0

So I have some simple code that is using multithreading. It's working just fine however I'm noticing that the threads aren't being destroyed after returning the values since everytime the script runs, the Thread number in console goes up and the RAM being used also goes up after the script is done processing (which implies that something was left running after the script was done processing).

After researching this, this, this and this, I've noticed that my threads are probably aren't joining (?) since my script never prints "Threads Destroyed". Can anyone suggest what could be going wrong?

if __name__ == "__main__":
def run_selenium1(a, b, c, d, e):
    
    @st.cache_data(show_spinner=False)
    def get_links(i, resumeContent):
        #stufff happens
            for something1, something2, something3, something4, something5, something6, something7 in zip(Final_Something1, Final_Something2, Final_Something3, Final_Something4, Final_Something5, Final_Something6, Final_Something7):
                Final_Array.append((something1, something2, something3, something4, something5, something6, something7))
            driver.close()
            driver.quit()
        except:
            driver.close()
            driver.quit()


    with webdriver.Chrome(service=Service(ChromeDriverManager().install()), options=options) as driver:
        try:
           #links are obtained
        except:
            driver.close()
            driver.quit()

    threads = []
    for i in links:
        t = threading.Thread(target=get_links, args=(i, Content))
        t.daemon = True
        threads.append(t)
        t.start()
    for t in threads:
        t.join()

### Instructions to follow
In the forum post about Python threads, list every parameter in the definition of the function run_selenium1. Answer using only the forum post about Python threads.

### Source excerpt
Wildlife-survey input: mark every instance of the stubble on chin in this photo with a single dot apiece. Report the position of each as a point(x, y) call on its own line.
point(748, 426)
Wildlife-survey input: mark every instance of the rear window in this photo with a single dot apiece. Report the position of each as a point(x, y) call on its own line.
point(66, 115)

### Correct response
a, b, c, d, e